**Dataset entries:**
::::::

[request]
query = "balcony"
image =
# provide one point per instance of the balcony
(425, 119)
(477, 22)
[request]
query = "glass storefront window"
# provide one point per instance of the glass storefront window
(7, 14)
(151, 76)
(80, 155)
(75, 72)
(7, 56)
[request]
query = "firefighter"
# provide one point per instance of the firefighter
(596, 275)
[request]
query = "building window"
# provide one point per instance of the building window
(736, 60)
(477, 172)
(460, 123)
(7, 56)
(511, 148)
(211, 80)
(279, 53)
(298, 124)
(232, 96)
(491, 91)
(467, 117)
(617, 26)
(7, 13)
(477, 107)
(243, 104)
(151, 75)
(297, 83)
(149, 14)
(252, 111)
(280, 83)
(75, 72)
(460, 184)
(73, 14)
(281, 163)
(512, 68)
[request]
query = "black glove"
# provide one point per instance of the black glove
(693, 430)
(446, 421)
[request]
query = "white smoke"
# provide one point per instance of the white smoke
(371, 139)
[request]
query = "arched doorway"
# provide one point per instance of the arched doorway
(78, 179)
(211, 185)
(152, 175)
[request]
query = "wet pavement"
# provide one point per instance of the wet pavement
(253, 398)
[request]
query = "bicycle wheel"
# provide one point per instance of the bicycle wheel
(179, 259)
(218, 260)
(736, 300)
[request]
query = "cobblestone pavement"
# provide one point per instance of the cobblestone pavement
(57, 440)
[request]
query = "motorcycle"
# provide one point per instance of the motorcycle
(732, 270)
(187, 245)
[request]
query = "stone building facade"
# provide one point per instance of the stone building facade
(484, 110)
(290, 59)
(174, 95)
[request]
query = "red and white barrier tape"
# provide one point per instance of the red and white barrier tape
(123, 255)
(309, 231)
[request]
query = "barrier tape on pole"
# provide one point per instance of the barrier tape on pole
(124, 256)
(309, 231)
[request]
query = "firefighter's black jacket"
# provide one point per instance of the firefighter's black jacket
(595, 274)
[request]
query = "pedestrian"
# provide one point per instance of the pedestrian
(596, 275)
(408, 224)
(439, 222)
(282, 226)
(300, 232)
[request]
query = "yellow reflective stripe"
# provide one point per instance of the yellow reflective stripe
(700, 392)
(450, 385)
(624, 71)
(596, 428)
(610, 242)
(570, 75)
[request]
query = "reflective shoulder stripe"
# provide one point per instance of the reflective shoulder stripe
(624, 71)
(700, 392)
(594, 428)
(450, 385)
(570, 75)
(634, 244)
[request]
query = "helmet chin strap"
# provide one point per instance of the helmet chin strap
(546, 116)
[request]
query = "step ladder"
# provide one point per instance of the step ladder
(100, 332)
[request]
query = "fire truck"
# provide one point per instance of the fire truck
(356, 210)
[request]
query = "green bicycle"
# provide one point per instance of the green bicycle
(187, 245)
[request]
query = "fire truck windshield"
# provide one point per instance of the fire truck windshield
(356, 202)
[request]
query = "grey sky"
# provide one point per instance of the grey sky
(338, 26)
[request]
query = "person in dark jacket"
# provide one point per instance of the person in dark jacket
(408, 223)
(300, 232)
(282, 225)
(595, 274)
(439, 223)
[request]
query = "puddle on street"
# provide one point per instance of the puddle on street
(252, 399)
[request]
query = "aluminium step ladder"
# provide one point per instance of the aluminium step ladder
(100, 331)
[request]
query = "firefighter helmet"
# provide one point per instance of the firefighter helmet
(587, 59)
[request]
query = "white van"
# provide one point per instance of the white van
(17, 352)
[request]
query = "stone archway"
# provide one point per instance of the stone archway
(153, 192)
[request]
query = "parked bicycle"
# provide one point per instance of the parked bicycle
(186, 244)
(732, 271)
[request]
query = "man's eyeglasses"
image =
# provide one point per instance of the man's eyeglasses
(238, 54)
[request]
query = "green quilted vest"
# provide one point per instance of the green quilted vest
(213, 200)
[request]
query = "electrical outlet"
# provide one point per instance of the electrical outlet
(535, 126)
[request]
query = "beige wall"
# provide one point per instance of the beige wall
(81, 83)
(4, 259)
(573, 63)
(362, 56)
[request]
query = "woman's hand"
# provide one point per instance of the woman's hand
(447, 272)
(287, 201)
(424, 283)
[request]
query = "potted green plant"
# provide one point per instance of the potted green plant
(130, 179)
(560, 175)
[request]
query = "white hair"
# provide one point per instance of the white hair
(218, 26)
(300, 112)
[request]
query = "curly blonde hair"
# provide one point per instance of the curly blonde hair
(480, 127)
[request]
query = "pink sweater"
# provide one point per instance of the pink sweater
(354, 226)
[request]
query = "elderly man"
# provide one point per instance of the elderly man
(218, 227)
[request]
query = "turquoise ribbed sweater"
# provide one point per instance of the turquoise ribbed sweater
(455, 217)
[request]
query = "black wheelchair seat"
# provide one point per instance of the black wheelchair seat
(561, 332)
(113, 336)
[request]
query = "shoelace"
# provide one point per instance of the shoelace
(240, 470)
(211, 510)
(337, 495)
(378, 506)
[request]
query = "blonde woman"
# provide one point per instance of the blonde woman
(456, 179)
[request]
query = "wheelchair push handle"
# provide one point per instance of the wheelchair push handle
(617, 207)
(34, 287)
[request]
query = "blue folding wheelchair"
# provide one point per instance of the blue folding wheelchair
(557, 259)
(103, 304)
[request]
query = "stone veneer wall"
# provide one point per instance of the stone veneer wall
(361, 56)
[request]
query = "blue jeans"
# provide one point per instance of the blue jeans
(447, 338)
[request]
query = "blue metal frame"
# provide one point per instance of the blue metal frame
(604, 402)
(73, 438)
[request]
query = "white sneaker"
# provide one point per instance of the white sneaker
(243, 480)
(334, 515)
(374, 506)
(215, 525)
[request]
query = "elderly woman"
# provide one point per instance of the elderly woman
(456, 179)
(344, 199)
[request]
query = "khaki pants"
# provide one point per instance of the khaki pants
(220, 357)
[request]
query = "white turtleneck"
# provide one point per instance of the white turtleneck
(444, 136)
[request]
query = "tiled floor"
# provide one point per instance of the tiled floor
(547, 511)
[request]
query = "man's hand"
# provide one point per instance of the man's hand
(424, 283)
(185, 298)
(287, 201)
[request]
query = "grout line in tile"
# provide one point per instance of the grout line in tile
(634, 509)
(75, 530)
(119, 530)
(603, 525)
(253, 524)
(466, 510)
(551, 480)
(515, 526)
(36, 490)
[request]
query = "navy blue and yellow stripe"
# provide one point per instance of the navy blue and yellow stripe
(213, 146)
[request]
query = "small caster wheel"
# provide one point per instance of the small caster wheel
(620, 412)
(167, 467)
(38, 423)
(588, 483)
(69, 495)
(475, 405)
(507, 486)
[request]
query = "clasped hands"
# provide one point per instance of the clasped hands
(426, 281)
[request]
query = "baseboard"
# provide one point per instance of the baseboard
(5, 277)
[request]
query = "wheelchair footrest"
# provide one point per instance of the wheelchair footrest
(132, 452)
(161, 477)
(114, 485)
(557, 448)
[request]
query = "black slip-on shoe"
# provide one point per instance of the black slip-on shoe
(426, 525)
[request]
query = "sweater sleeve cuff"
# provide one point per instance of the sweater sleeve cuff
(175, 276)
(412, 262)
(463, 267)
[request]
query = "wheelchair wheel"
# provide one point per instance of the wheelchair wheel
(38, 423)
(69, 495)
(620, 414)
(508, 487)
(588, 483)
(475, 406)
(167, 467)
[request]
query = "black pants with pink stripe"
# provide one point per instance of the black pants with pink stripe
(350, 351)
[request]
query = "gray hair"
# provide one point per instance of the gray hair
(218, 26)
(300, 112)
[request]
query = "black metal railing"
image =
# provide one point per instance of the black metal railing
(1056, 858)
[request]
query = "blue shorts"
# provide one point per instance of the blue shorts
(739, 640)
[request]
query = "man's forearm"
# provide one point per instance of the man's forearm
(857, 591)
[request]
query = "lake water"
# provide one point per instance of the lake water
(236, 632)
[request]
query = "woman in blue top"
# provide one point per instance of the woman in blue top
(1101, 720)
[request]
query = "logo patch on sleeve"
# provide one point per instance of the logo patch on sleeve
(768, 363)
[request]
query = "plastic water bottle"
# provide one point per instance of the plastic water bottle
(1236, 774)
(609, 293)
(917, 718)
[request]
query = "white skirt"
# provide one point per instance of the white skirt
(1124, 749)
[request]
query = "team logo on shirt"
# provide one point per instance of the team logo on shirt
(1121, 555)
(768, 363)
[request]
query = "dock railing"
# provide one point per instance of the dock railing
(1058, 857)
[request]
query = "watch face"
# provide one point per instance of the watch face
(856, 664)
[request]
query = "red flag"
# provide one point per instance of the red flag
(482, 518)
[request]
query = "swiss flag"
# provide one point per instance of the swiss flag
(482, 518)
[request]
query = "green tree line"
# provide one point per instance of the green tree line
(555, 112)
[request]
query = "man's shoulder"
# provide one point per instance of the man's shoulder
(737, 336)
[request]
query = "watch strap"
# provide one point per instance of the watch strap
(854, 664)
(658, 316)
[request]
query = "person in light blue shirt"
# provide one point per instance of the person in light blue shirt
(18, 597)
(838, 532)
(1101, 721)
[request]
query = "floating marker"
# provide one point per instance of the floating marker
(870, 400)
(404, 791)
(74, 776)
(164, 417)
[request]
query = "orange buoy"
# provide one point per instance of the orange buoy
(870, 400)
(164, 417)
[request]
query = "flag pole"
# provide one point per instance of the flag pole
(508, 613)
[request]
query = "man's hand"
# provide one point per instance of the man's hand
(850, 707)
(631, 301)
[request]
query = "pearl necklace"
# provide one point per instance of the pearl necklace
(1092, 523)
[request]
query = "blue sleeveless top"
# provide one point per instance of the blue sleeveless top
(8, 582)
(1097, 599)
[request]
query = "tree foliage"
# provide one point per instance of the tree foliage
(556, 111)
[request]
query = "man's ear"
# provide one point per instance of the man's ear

::::::

**REQUIREMENT:** Your output should be the lines from the one with "# provide one point per instance of the green tree" through the end of the records above, copied exactly.

**THE COMPLETED TASK:**
# provide one point per instance of the green tree line
(555, 112)
[request]
query = "man's shoulder"
# provide one point per instance of the man's shoulder
(737, 336)
[request]
query = "watch strap"
# provide one point per instance of the watch strap
(854, 664)
(658, 316)
[request]
query = "person in light blue shirt"
# provide one point per instance of the person in light blue shirt
(18, 597)
(838, 532)
(1101, 721)
[request]
query = "floating marker"
# provide one point per instance of the floating marker
(870, 400)
(404, 791)
(74, 776)
(164, 417)
[request]
query = "orange buoy"
# provide one point per instance of the orange buoy
(870, 400)
(164, 417)
[request]
query = "flag pole"
# provide one point per instance of the flag pole
(508, 613)
[request]
query = "man's hand"
# provide one point per instance of the man's hand
(850, 707)
(631, 301)
[request]
query = "pearl necklace"
# provide one point per instance of the pearl necklace
(1092, 523)
[request]
query = "blue sleeveless top"
# provide one point per instance of the blue sleeveless top
(8, 582)
(1097, 599)
[request]
query = "tree foliage"
# provide one point per instance of the tree foliage
(556, 111)
[request]
query = "man's ear"
# provide one point per instance of the man's ear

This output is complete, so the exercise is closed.